Problem to work on:
From the Stratus Services Group fiscal 2004 results announcement, reproduce the passage between "In Fiscal 2004, revenues" and "Financial Highlights(a)", inclusive.

Passage shown:
· · · · ·

Stratus Services Group Announces Its Fiscal 2004 Results

Fiscal Year Revenues Increase 44%; Quarterly Revenues Increase 55%


MANALAPAN, N.J., Dec. 23, 2004 (PRIMEZONE) -- Stratus Services Group, Inc. (OTCBB:SSVG), the SMARTSolutions(tm) Company, announced today its financial results for its fiscal year ended September 30, 2004.

In Fiscal 2004, revenues from continuing operations were $110.5 million, a 44% increase over $76.6 million for Fiscal 2003. Revenues for the quarter ended September 30, 2004, as compared to the same period for 2003, increased 55%.

As noted in the Company's September 30, 2004 financials, the operating loss from continuing operations decreased from ($2,656,294) in Fiscal 2003 to ($654,912) in Fiscal 2004. Operating income for the quarter ended September 30, 2004 was $389,145 compared to a loss of ($818,423) for the quarter ended September 30, 2003.



                        Stratus Services Group, Inc.
                          Financial Highlights(a)

                            FYE                         Q/E
                            ---                         ---

                    9/30/04       9/30/03       9/30/04      9/30/03
                    -------       -------       -------      -------
 Continuing
  Operations:

 Revenues         110,499,451   76,592,209    33,226,284   21,382,814

 Operating income
  (loss)            (654,912)  (2,656,294)       389,145    (818,423)

 Net earnings
  (loss) from
  continuing
  operations      (1,085,948)  (4,433,132)  2,134,141(b)  (1,388,747)



 (a)  Full financials will be reflected in the Company's Form 10-K
      for the fiscal year ended September 30, 2004.

· · · · ·

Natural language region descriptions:
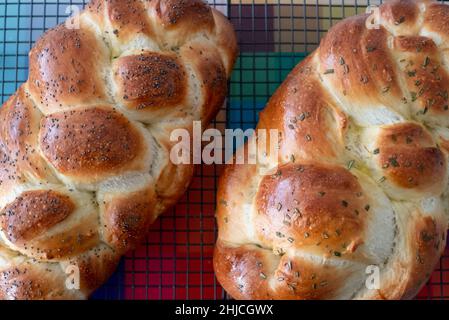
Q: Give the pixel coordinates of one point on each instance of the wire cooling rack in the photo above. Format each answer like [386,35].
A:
[175,261]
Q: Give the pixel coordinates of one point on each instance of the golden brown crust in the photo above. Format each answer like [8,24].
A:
[409,157]
[303,112]
[127,218]
[312,205]
[84,144]
[33,212]
[183,13]
[89,141]
[128,18]
[211,76]
[359,184]
[19,127]
[64,68]
[150,80]
[34,282]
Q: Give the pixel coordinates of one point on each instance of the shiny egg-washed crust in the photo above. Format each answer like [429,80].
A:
[85,142]
[359,186]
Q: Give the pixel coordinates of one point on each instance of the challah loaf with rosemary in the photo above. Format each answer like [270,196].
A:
[85,142]
[359,190]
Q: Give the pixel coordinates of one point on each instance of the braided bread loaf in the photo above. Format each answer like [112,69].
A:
[85,142]
[361,188]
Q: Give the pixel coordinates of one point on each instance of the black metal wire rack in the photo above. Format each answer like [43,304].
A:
[175,260]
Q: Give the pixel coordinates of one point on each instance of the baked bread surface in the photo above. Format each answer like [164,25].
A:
[85,142]
[359,187]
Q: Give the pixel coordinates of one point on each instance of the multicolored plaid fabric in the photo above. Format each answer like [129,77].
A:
[175,262]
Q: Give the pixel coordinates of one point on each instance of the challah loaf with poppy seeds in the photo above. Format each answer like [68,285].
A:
[359,188]
[85,142]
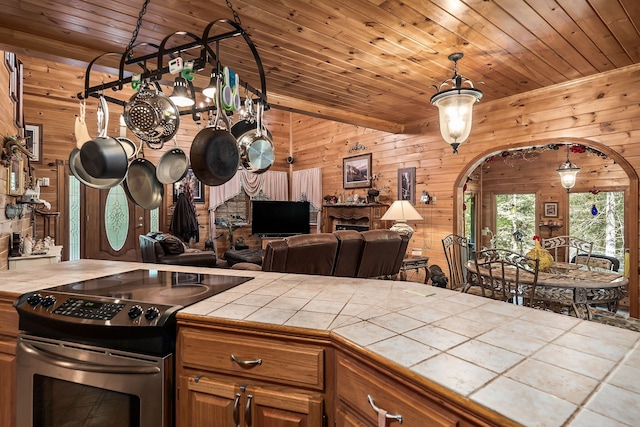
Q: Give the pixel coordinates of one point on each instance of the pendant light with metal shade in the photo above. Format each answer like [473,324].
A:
[568,172]
[455,105]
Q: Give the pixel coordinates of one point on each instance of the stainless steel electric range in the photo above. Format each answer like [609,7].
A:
[100,352]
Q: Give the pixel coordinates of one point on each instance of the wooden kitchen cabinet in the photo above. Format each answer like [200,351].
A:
[359,385]
[219,402]
[272,381]
[8,335]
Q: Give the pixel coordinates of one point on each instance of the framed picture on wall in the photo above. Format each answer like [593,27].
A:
[407,184]
[195,183]
[17,106]
[33,138]
[356,171]
[15,176]
[551,209]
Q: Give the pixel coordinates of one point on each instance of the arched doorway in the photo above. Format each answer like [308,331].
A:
[631,216]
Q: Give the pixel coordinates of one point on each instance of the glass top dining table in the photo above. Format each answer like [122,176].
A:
[576,285]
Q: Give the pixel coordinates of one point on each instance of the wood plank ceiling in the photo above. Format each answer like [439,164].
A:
[366,62]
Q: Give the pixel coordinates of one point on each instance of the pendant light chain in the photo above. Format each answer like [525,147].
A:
[134,36]
[236,18]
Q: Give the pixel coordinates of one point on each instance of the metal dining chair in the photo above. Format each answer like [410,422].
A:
[506,275]
[456,251]
[564,248]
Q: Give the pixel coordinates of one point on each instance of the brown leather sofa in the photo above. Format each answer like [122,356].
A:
[344,253]
[304,254]
[162,248]
[382,253]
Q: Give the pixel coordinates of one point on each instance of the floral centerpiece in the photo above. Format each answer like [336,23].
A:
[545,260]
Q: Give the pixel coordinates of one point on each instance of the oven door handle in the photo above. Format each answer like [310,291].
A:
[67,363]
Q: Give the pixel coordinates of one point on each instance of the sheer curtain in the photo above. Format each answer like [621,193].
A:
[274,184]
[309,182]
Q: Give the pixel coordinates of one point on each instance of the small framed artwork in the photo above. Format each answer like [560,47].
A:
[33,138]
[197,187]
[17,106]
[15,177]
[407,184]
[356,171]
[551,209]
[10,61]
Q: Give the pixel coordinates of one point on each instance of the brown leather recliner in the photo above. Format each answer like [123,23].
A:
[303,254]
[159,248]
[382,253]
[349,250]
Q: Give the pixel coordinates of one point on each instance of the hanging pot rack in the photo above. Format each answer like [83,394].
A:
[207,56]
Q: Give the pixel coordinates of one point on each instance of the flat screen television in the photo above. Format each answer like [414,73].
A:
[278,218]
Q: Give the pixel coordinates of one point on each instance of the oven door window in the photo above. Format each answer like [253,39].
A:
[58,403]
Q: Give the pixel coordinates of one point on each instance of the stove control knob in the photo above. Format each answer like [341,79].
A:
[151,313]
[135,311]
[34,299]
[48,301]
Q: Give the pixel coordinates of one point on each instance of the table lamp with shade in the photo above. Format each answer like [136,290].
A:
[401,211]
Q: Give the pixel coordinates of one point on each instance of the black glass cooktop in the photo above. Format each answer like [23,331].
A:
[154,286]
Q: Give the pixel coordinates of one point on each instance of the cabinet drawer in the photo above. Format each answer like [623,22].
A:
[355,383]
[8,319]
[281,361]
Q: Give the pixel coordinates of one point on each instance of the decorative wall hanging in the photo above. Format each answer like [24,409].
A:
[195,183]
[551,209]
[356,171]
[33,138]
[407,184]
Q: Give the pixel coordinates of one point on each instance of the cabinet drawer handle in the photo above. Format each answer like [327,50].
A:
[247,411]
[398,418]
[246,363]
[236,410]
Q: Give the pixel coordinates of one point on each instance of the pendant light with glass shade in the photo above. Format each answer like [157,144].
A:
[180,95]
[568,172]
[455,105]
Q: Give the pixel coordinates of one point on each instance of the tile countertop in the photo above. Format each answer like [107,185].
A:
[537,368]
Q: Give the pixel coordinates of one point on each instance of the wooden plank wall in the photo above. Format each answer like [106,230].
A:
[601,111]
[535,172]
[7,128]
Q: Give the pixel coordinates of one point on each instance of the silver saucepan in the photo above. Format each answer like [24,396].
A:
[142,185]
[173,165]
[214,152]
[104,157]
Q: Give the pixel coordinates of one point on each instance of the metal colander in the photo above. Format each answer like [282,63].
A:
[151,115]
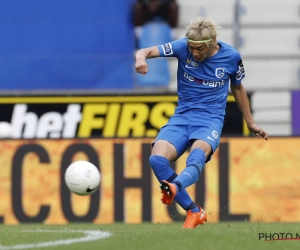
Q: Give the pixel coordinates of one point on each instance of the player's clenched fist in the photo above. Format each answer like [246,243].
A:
[141,66]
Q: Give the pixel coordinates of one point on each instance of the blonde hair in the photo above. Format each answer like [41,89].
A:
[202,29]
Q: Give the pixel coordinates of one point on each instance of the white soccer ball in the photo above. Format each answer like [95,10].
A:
[5,130]
[82,178]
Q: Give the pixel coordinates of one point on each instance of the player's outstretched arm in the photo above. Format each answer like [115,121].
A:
[141,65]
[241,99]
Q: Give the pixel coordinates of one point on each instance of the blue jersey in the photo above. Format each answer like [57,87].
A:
[204,85]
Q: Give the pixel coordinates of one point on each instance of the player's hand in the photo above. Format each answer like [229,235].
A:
[141,66]
[258,131]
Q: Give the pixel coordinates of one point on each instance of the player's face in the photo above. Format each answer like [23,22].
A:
[199,51]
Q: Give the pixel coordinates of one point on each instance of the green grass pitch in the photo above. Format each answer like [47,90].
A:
[147,236]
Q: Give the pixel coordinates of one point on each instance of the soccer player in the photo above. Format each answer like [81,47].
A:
[206,68]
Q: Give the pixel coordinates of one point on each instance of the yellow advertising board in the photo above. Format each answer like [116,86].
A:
[248,178]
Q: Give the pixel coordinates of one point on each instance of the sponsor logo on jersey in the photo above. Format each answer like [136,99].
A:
[220,72]
[191,64]
[209,83]
[241,72]
[167,48]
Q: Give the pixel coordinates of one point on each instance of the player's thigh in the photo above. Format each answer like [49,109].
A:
[206,132]
[206,147]
[175,132]
[165,149]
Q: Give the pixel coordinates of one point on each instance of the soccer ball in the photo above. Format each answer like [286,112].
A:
[82,178]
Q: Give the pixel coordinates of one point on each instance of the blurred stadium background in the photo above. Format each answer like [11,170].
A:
[69,90]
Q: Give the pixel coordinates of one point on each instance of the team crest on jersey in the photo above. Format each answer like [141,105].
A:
[167,48]
[241,71]
[220,72]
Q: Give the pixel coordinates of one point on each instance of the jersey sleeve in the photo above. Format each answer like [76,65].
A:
[171,49]
[238,70]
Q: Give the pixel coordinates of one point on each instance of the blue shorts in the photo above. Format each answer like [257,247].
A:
[183,128]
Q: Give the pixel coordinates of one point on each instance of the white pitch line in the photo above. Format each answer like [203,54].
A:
[90,235]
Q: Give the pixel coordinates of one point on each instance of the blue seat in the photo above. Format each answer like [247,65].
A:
[155,33]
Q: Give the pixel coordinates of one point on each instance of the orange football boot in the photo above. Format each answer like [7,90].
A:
[194,219]
[168,191]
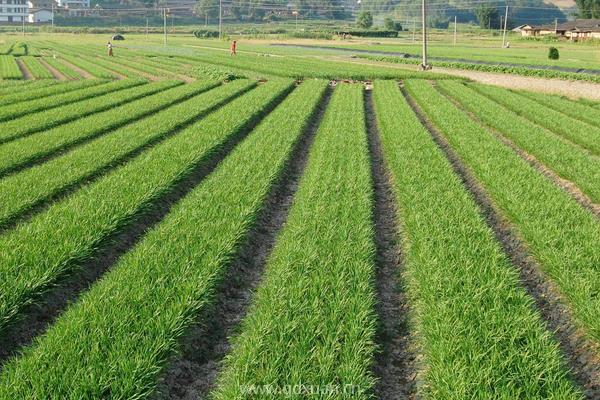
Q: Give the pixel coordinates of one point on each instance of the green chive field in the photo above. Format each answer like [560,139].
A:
[180,223]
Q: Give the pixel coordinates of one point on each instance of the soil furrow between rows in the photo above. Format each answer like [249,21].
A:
[580,353]
[38,317]
[395,362]
[193,373]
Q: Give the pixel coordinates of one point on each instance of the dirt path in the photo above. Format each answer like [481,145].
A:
[572,89]
[57,75]
[75,68]
[24,71]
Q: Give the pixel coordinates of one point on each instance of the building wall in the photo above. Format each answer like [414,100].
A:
[40,16]
[13,10]
[74,3]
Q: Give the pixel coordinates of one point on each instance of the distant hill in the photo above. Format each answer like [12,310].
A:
[562,4]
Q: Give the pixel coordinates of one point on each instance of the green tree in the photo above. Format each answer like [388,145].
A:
[364,20]
[391,25]
[588,8]
[207,7]
[487,15]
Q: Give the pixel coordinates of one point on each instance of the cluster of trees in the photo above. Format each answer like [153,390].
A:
[588,8]
[487,15]
[258,10]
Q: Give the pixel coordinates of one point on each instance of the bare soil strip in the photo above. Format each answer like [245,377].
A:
[75,68]
[581,355]
[395,362]
[193,374]
[171,74]
[24,71]
[566,185]
[57,75]
[42,205]
[38,317]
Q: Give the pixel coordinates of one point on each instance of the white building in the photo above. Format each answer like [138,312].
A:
[40,15]
[13,10]
[41,10]
[74,4]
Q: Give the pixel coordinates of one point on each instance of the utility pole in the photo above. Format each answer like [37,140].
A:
[296,14]
[424,64]
[505,21]
[455,30]
[165,25]
[220,19]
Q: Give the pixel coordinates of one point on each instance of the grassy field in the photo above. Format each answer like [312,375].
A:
[179,223]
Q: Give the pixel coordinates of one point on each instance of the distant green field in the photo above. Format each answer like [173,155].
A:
[177,222]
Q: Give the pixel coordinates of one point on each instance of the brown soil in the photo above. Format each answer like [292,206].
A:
[192,375]
[395,361]
[564,184]
[80,71]
[38,317]
[45,202]
[55,73]
[24,71]
[572,89]
[581,354]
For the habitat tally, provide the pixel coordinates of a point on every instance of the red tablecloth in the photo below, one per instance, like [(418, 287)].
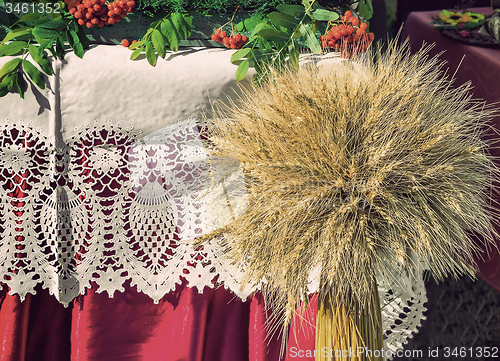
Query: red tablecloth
[(482, 67)]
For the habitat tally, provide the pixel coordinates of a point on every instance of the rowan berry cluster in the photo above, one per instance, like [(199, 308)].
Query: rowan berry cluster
[(235, 41), (349, 36), (99, 12)]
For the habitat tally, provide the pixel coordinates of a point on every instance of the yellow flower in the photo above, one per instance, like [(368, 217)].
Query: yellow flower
[(455, 18)]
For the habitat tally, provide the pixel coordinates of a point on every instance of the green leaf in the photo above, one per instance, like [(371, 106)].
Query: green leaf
[(256, 30), (37, 55), (257, 54), (150, 53), (283, 20), (54, 25), (35, 52), (135, 54), (13, 48), (74, 42), (240, 54), (292, 10), (34, 74), (264, 44), (273, 35), (252, 22), (83, 37), (45, 33), (136, 45), (365, 9), (41, 21), (7, 83), (182, 26), (311, 40), (293, 57), (21, 84), (168, 32), (240, 26), (9, 66), (159, 43), (60, 47), (15, 33), (242, 69), (324, 15)]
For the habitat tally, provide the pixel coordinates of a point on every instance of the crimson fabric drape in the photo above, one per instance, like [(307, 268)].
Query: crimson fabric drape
[(184, 326)]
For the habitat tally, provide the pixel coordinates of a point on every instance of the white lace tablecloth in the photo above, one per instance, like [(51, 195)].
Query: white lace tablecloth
[(85, 199)]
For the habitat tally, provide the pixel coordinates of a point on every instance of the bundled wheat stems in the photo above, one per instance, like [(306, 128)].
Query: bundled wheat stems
[(362, 168)]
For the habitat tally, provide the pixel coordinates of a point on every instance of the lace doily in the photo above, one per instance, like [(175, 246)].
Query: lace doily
[(109, 205)]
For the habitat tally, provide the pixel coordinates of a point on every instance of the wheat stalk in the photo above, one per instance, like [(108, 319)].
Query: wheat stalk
[(361, 168)]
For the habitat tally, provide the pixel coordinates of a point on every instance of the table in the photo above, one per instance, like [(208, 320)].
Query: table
[(481, 66), (78, 169)]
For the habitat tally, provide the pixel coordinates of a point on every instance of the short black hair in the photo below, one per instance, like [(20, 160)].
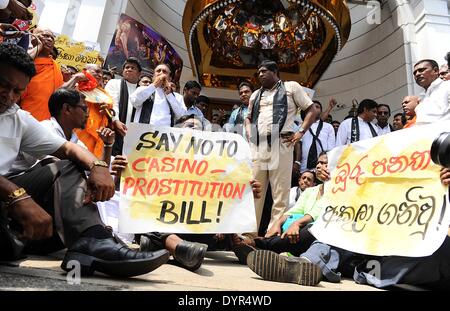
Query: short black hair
[(145, 74), (107, 72), (308, 171), (432, 62), (188, 117), (132, 60), (18, 58), (192, 84), (319, 103), (269, 64), (384, 105), (63, 96), (202, 99), (247, 84), (401, 115), (366, 104)]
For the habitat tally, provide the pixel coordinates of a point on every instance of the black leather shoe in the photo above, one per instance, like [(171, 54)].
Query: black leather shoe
[(190, 254), (112, 258), (241, 251)]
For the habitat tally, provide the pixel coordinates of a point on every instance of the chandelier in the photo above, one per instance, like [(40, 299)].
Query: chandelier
[(227, 39)]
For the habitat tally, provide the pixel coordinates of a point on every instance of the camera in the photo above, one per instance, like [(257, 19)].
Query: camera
[(440, 150)]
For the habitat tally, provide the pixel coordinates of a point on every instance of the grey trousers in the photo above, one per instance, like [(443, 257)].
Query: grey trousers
[(382, 271), (59, 188)]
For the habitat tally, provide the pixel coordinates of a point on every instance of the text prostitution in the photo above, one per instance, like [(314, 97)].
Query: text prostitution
[(385, 196), (181, 180)]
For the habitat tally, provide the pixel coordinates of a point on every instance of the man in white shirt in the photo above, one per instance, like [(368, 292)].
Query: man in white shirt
[(322, 134), (156, 104), (272, 112), (360, 127), (191, 92), (435, 103), (56, 195), (119, 90)]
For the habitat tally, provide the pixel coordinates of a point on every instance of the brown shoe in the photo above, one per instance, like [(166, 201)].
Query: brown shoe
[(274, 267), (241, 251)]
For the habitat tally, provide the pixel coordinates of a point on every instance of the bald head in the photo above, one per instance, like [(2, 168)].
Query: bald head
[(409, 105), (96, 71)]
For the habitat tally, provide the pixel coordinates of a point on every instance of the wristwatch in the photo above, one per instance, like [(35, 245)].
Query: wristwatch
[(99, 163), (16, 194)]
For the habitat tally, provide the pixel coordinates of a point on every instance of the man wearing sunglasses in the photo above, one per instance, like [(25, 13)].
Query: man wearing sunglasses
[(383, 115)]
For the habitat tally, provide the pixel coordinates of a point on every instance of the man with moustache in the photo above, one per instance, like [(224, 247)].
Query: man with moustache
[(271, 115)]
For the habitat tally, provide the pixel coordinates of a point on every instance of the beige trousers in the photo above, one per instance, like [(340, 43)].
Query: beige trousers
[(274, 166)]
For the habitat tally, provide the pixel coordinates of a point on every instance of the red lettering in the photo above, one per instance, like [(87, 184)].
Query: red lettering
[(129, 183), (137, 162)]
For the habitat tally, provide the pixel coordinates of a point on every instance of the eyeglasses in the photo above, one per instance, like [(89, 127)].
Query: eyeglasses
[(84, 108)]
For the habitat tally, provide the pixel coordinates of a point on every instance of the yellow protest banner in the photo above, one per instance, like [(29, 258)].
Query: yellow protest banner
[(186, 181), (385, 196), (75, 54)]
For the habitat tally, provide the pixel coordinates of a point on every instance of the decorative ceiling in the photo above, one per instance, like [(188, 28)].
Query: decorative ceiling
[(227, 39)]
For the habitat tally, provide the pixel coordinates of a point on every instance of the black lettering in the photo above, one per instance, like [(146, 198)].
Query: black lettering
[(232, 149)]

· · · · ·

Exercise answer:
In Fiscal 2004, revenues from continuing operations were $110.5 million, a 44% increase over $76.6 million for Fiscal 2003. Revenues for the quarter ended September 30, 2004, as compared to the same period for 2003, increased 55%.

As noted in the Company's September 30, 2004 financials, the operating loss from continuing operations decreased from ($2,656,294) in Fiscal 2003 to ($654,912) in Fiscal 2004. Operating income for the quarter ended September 30, 2004 was $389,145 compared to a loss of ($818,423) for the quarter ended September 30, 2003.



                        Stratus Services Group, Inc.
                          Financial Highlights(a)